START DATA UNDER STUDY

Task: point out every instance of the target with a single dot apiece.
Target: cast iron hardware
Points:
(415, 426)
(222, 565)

END DATA UNDER STUDY

## PROBLEM DETAILS
Transcribe every record verbatim.

## PROBLEM SOLUTION
Task: point out every instance of the target with a single dot apiece.
Target: cast iron hardware
Points:
(415, 426)
(222, 565)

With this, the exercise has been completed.